**TEXTO BASE**
★ ★ ★ ★ ★

10 de setembro de 2009

GOSTEI DO CHILE


A seleção chilena jogou em Salvador na noite desta quarta-feira como um time coeso, perigoso, objetivo, contra um Brasil que quase se esgarçou no momento em que, no final do primeiro tempo, resolveu brindar a torcida com um inoportuno olé e quase dançou no jogo. Isso aconteceria fatalmente não fosse a seleção brasileira um time com identidade, preparada e pronta para a Copa, mesmo tendo que colocar jogadores de última hora para substituir quem ficou afastado por motivos de cartão amarelo e contusão. Quase nos tornamos os argentinos dessa vez, perdendo o jogo para os adversários, que poderiam arrancar sua classificação, como fizemos em Rosário no sábado passado contra o time do Maradona.

Não devemos cair no lugar comum de que o maior adversário do Brasil é o Brasil. Neste jogo, foi o Chile. O fato de facilitarmos não é o fato principal. O mais importante é o preparo do Chile que, junto com o Paraguai e o Equador, é uma das estrelas ascendentes do futebol do continente. Argentina e Peru são exemplos de decadência, o Uruguai é uma possibilidade de ressurreição e a Bolívia, Colômbia e Venezuela marcam passo numa situação de falta de competência. Os chilenos já aprontaram muito e não eram de confiança. Já simularam contusão num célebre jogo em que o goleiro Rojas colocou mercurio no rosto para justificar o abandono do time de campo no momento em que decidia com o Brasil. Costumava partir para expedientes traiçoeiros e bate sem dó quando se vê pressionado. Mas com o tempo eles aprenderam a jogar com mais desenvoltura e, sob a batuta de um técnico argentino, apresentam agora um futebol certeiro, que merecia mais respeito em campo.

★ ★ ★ ★ ★

**LISTAGEM DE DADOS**
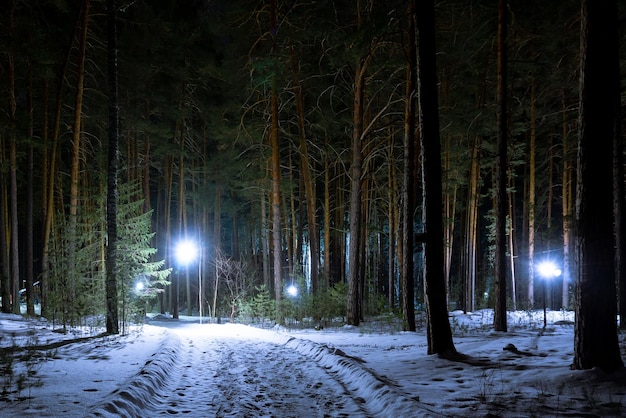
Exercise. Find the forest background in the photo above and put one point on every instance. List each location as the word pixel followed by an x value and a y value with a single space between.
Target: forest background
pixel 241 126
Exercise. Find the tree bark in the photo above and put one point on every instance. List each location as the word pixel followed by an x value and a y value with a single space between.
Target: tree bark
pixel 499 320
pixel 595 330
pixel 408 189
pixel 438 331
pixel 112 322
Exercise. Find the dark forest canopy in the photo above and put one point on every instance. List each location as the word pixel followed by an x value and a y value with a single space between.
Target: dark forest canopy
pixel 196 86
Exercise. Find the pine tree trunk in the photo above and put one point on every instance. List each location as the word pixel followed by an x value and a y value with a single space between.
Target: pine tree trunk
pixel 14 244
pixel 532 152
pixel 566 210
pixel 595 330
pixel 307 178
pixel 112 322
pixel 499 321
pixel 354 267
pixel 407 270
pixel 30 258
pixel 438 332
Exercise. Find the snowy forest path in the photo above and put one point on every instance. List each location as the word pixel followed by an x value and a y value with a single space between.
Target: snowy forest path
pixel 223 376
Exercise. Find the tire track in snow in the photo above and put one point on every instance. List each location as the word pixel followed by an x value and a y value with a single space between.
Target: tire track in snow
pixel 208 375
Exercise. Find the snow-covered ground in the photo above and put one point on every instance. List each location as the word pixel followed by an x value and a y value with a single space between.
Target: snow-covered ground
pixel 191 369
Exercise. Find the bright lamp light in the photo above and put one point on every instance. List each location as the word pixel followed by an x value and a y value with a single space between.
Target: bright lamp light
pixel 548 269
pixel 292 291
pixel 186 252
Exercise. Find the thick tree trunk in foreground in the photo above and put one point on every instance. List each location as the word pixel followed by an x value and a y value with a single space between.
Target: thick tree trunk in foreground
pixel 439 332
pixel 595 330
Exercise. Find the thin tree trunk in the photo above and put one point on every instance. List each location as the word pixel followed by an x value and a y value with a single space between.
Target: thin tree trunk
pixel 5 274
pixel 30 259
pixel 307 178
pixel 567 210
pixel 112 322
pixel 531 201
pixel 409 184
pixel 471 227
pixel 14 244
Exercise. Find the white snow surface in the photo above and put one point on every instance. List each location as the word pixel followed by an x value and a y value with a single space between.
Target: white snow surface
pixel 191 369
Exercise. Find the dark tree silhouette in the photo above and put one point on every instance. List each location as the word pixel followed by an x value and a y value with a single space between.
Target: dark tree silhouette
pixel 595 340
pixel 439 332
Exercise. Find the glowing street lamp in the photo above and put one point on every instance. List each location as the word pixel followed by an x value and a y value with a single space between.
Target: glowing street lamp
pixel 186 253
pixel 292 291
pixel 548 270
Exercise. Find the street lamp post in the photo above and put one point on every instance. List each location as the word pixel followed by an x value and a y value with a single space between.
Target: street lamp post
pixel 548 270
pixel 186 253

★ ★ ★ ★ ★

**EXERCÍCIOS**
1 – Indique se cada afirmação concorda com a crônica sobre Brasil e Chile, respondendo sim ou não e citando as palavras do texto que decidem a resposta.
(a) A partida foi disputada em Salvador.
(b) A Argentina está entre as estrelas ascendentes do futebol do continente.
(c) A seleção chilena é dirigida por um técnico argentino.
2 – Responda às perguntas a partir da crônica sobre Brasil e Chile.
(a) Em que cidade o Brasil jogou contra o time do Maradona no sábado anterior?
(b) Qual goleiro chileno pôs mercúrio no rosto num jogo contra o Brasil?
(c) Além do Chile, quais seleções aparecem como estrelas ascendentes do futebol do continente?
3 – Retome a crônica sobre Brasil e Chile logo após a última frase apresentada.
A listagem não tem relação com a crônica sobre Brasil e Chile.

**GABARITO**
1 –
(a) Sim: "A seleção chilena jogou em Salvador na noite desta quarta-feira".
(b) Não: "Argentina e Peru são exemplos de decadência".
(c) Sim: "sob a batuta de um técnico argentino".

2 –
(a) Em Rosário.
(b) O goleiro Rojas.
(c) O Paraguai e o Equador.

3 –
Sorte que o Brasil contou com alguns trunfos, como Nilmar, craque leve e ágil, que se movimenta por todo o campo e tem, além de poder de fogo na hora da finalização, sorte. Comparem a tentativa de Adriano de cabecear e, logo ao lado, o gesto de Nilmar espichando a perna. O lance diz bastante sobre a situação dos dois. Adriano se esforça para chegar até a bola, que parecia vir sob medida para ele. Mas logo ao seu lado, Nilmar, praticamente sem ângulo, com o corpo navegando no ar, consegue acertar o chute e fazer o gol. Adriano é a retomada do seu futebol que já foi maior e procura encontrar o caminho para uma nova chance. Essa palavra, chance, significa também sorte. E Nilmar está liso para entrar no time que vai para a Africa. A sorte lhe sorriu, ele que é um dos grandes talentos da nova geração dos craques brasileiros.

Fiquei preocupado com Dunga, que viu seu stress subir de maneira assustadora. Debaixo da chuva, discutindo com quem cuidava as margens do campo, completamente encharcado, fazendo gestos incisivos e gritando, Dunga era o retrato do desespero. Não há motivos aparentes para se desesperar, pois, como não cansa de dizer a televisão a cada dois segundos, estamos classificados. Iso já não significa nada para Dunga. Foi um alivio, uma alegria que durou alguns minutos ou horas depois do jogo com a Argentina.Ele agora está de novo com gana de acertar e tudo parece conspirar contra.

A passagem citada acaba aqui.